TRAVAIL DEMANDÉ>
Relevez chaque ligne des enregistrements ci-dessous qui contient la chaîne « right ».

# # #

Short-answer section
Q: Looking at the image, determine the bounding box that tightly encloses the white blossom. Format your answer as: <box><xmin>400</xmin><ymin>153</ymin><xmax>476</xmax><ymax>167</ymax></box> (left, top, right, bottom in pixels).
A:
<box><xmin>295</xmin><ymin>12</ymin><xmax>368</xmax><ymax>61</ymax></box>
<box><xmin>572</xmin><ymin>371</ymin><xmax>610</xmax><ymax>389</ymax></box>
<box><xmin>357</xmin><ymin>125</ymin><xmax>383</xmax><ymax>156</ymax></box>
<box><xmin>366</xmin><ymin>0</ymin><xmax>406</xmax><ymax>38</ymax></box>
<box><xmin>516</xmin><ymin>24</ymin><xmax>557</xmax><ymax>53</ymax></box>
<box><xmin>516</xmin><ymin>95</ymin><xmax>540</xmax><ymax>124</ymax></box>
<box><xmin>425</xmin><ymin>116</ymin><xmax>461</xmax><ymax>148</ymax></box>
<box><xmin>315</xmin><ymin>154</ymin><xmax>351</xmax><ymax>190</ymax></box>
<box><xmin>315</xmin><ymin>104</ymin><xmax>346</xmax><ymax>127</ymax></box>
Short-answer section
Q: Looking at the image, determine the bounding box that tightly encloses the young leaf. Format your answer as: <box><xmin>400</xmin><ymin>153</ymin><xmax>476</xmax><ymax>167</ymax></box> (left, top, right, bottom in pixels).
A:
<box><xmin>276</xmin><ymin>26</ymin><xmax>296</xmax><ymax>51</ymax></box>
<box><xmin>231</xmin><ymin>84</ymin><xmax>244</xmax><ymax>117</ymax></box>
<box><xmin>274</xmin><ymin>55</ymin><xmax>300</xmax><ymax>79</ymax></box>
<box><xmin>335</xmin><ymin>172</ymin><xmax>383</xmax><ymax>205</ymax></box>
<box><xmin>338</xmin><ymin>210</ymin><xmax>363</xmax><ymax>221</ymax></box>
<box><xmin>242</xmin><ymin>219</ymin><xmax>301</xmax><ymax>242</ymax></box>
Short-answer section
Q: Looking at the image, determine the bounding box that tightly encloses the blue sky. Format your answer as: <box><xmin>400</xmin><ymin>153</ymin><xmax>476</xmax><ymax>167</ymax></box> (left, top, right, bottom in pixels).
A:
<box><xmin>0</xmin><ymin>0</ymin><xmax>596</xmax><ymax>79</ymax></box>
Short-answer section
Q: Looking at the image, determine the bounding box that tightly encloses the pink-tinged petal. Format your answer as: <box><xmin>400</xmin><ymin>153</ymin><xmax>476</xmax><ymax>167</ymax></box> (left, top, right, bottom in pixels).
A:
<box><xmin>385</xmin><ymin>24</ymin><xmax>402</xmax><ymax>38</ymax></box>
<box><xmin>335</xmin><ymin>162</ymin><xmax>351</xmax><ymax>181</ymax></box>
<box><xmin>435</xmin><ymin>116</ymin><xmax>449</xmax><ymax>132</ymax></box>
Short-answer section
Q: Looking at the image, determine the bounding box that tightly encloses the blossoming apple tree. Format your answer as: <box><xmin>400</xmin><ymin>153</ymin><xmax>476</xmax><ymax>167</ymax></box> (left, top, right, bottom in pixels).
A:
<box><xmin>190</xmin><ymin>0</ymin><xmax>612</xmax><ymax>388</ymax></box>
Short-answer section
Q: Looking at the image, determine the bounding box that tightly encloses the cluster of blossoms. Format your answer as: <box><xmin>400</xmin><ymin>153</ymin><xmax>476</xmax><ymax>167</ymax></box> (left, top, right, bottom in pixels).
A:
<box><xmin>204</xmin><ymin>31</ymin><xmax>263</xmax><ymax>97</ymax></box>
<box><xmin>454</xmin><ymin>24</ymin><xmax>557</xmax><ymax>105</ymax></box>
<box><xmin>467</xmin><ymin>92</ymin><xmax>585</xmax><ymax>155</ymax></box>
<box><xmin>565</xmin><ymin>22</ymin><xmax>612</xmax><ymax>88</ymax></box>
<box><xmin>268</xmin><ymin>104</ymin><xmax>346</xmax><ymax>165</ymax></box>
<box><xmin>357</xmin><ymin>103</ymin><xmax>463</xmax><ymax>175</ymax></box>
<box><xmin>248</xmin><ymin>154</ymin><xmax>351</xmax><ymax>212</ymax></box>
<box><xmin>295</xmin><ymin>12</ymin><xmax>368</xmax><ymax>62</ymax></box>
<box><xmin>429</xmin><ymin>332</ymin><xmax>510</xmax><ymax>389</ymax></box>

# # #

RÉPONSE ATTENDUE>
Q: Looking at the image, determine the bounding box that tightly encloses the white blossom. Format your answer as: <box><xmin>400</xmin><ymin>153</ymin><xmax>476</xmax><ymax>167</ymax></box> (left, top, right, bottom in pixels).
Q: Looking at the image, determine the bounding box that tightly encloses the young leaf. Format your answer as: <box><xmin>400</xmin><ymin>153</ymin><xmax>476</xmax><ymax>167</ymax></box> (left, top, right, bottom in pixels).
Q: Looking at the image, determine the bounding box that tightly encloses the blue sky. Format your answer as: <box><xmin>400</xmin><ymin>153</ymin><xmax>476</xmax><ymax>167</ymax></box> (left, top, right, bottom in pixels).
Q: Looking at the image, determine the bounding box that tightly encloses the pink-tinged petal. Format your answer as: <box><xmin>400</xmin><ymin>153</ymin><xmax>476</xmax><ymax>167</ymax></box> (left, top, right, bottom in pixels).
Q: Looking at the image, determine the bounding box that tightly encloses the blossoming apple tree. Format your answer as: <box><xmin>400</xmin><ymin>153</ymin><xmax>476</xmax><ymax>167</ymax></box> (left, top, right, bottom in pixels).
Q: Looking at the image, determine the bounding box that tightly encloses the cluster of blossoms. Format your answer as: <box><xmin>400</xmin><ymin>153</ymin><xmax>476</xmax><ymax>167</ymax></box> (left, top, right, bottom in pixels).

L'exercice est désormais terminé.